Goal: Copy verbatim the span of lines beginning at the line that contains "Target: horse's nostril" and ending with the final line of the data. Exclude pictures from the copy.

Dataset:

# # #

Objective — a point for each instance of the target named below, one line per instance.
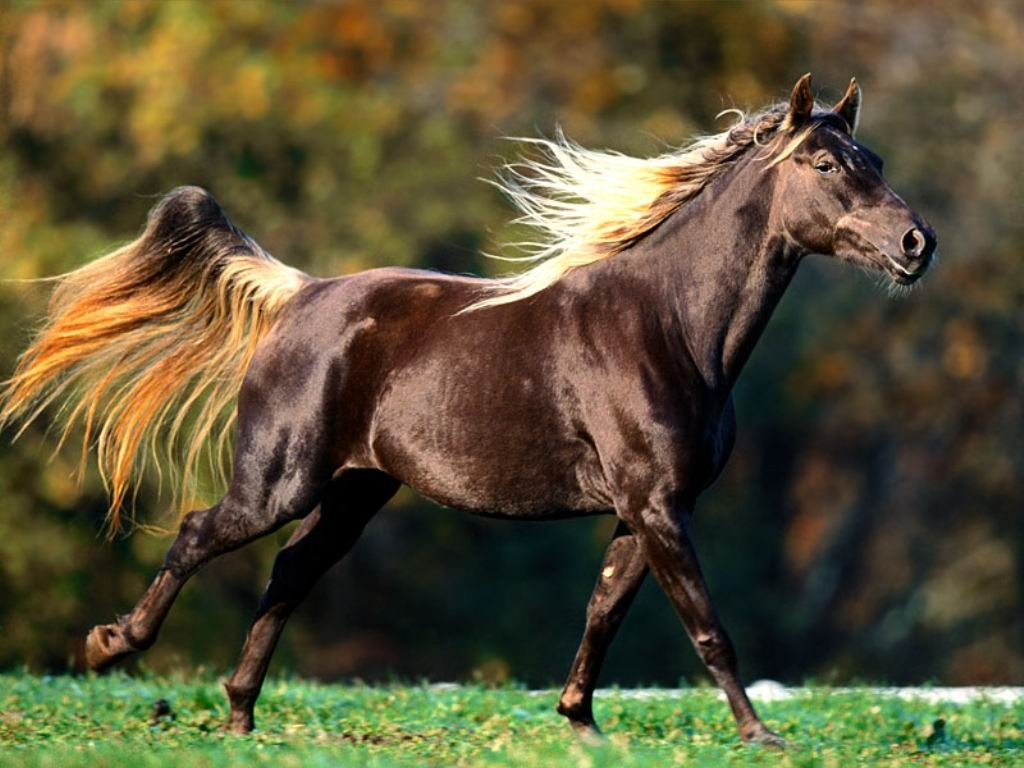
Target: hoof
(761, 736)
(107, 645)
(588, 732)
(240, 723)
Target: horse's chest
(716, 445)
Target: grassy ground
(89, 721)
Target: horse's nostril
(913, 242)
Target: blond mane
(587, 205)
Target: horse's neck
(719, 268)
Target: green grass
(105, 721)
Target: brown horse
(597, 382)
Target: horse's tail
(146, 347)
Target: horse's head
(833, 199)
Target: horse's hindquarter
(471, 410)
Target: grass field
(108, 721)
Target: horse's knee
(715, 649)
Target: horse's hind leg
(622, 573)
(321, 541)
(279, 477)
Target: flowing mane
(587, 205)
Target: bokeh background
(869, 524)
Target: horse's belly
(518, 474)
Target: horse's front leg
(622, 573)
(662, 529)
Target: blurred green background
(869, 524)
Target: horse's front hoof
(107, 645)
(762, 736)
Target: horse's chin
(901, 274)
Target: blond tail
(145, 348)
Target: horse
(596, 382)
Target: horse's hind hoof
(765, 737)
(240, 723)
(588, 732)
(107, 645)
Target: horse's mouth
(902, 274)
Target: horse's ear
(849, 107)
(801, 102)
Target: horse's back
(469, 409)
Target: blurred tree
(873, 499)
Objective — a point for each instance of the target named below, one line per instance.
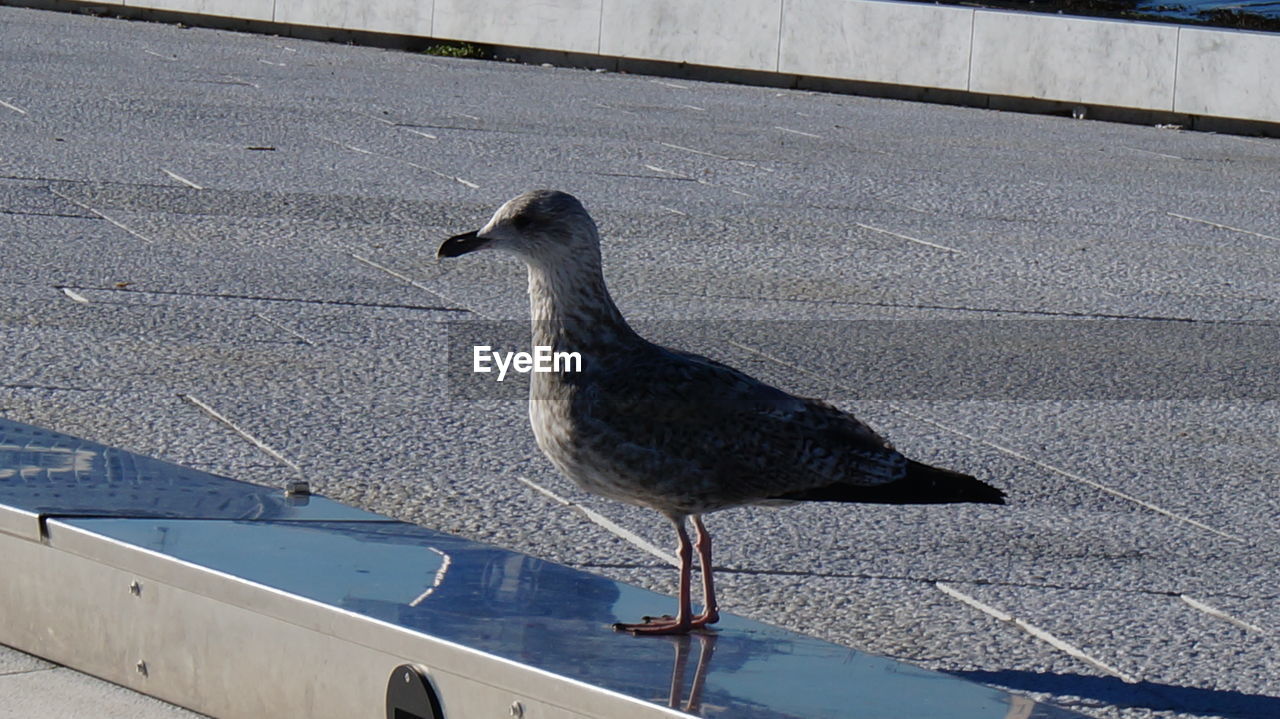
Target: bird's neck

# # #

Response to the task:
Target: horse's nostril
(913, 242)
Target: blond mane
(587, 205)
Target: horse's neck
(719, 268)
Target: green grass
(105, 721)
Target: brown horse
(597, 382)
Target: horse's tail
(146, 347)
Target: horse's head
(833, 199)
Target: horse's hindquarter
(471, 410)
Target: grass field
(108, 721)
Target: horse's knee
(715, 649)
Target: horse's hind leg
(622, 573)
(321, 541)
(279, 477)
Target: flowing mane
(587, 205)
Target: bokeh background
(869, 524)
Target: horse's belly
(518, 474)
Target: horse's front leg
(622, 573)
(662, 529)
Target: blurred green background
(869, 524)
Target: horse's front hoof
(107, 645)
(762, 736)
Target: horse's chin
(901, 274)
Target: blond tail
(145, 348)
Target: horse
(596, 382)
Target: horse's hind hoof
(765, 737)
(240, 723)
(588, 732)
(107, 645)
Target: horse's mouth
(902, 274)
Target: horse's ear
(849, 107)
(801, 102)
Target: horse's back
(469, 409)
Target: blurred tree
(873, 499)
Objective — a point for each instance of the target named below, one line per instance.
Target: bird's neck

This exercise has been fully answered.